■ **Text section**:
-*-

Successful Placing of Mandatory Convertible Bonds

Released 18:29 05-Mar-2019

RNS Number : 9466R
Vodafone Group Plc
05 March 2019
 

NOT FOR RELEASE, PUBLICATION OR DISTRIBUTION IN OR INTO THE UNITED STATES OR TO, OR FOR THE ACCOUNT OR BENEFIT OF, U.S. PERSONS, OR IN OR INTO CANADA, JAPAN, AUSTRALIA OR ANY OTHER JURISDICTION IN WHICH OFFERS OR SALES OF THE SECURITIES WOULD BE PROHIBITED BY APPLICABLE LAW    

 

Vodafone Group Plc (VOD) - Successful placing of Mandatory Convertible Bonds ("MCBs")

5 March 2019

Transaction Highlights:

·     Vodafone to raise £3.44 billion through the issuance of MCBs

 

·     Bonds to be issued in two tranches - maturing March 2021 and March 2022

 

·     Net proceeds of the bonds will be used as part of the financing of the acquisition of Liberty Global's assets in Germany, Czech Republic, Hungary and Romania

 

·    Potential for Vodafone to buy back shares in order to mitigate dilution. Any decision to buy back shares will be taken independently of the conversion of the bonds and will be dependent on market conditions and Vodafone's financial position and outlook at the relevant time. Any such share buyback will be funded from the issuance of hybrid securities, depending on credit market conditions

 

·   An option strategy gives Vodafone the ability to mitigate, partially or fully, any share price appreciation relative to the initial conversion price of the bonds, should it decide to execute a share buyback. Vodafone reserves the right to cancel or modify any option strategy entered into during the tenor of the bonds

 

Further Details:

Vodafone Group Plc ("Vodafone") announces the placement of £3.44 billion of MCBs, to be issued in two tranches maturing March 2021 and March 2022 (together, the "Bonds").

The Bonds will be physically settled on mandatory conversion in accordance with their terms. Vodafone will be entitled to satisfy this delivery obligation by allotting and issuing new ordinary shares of Vodafone ("Ordinary Shares") to Bondholders or by transferring existing Ordinary Shares from treasury. The number of Ordinary Shares into which the Bonds are initially convertible (determined by dividing the nominal amount of the Bonds by the Conversion Price described below) represents approximately 9.8% of Vodafone's current share capital and accordingly falls within the limits approved by Vodafone's shareholders at its annual general meeting in July 2018 for the purposes of making offers of Ordinary Shares on a non-pre-emptive basis.

The initial Conversion Price will be determined on the basis of the higher of (i) GBP 1.3136 (being Vodafone's closing share price on the London Stock Exchange (the "LSE") on Monday, 4 March 2019, the "initial Share Price") and (ii) the arithmetic average of the daily volume-weighted average prices of an Ordinary Share on the LSE on each of the three scheduled trading days starting on (and including) 6 March 2019. The Conversion Price, as so determined, will be announced by Vodafone following the close of market trading on the LSE on 8 March 2019.

-*-

■ **What to work on**:
Retype the Vodafone bond announcement word for word, starting at "The initial Conversion Price will" and ending at "8 March 2019.".

■ **Data provided**:
-*-

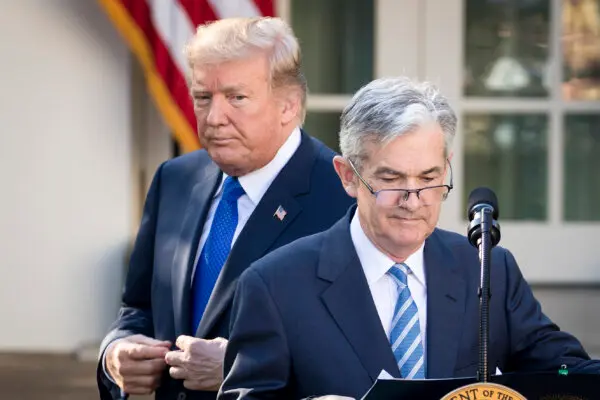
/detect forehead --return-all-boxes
[192,55,269,90]
[365,124,446,170]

-*-

■ **Exercise answer**:
The initial Conversion Price will be determined on the basis of the higher of (i) GBP 1.3136 (being Vodafone's closing share price on the London Stock Exchange (the "LSE") on Monday, 4 March 2019, the "initial Share Price") and (ii) the arithmetic average of the daily volume-weighted average prices of an Ordinary Share on the LSE on each of the three scheduled trading days starting on (and including) 6 March 2019. The Conversion Price, as so determined, will be announced by Vodafone following the close of market trading on the LSE on 8 March 2019.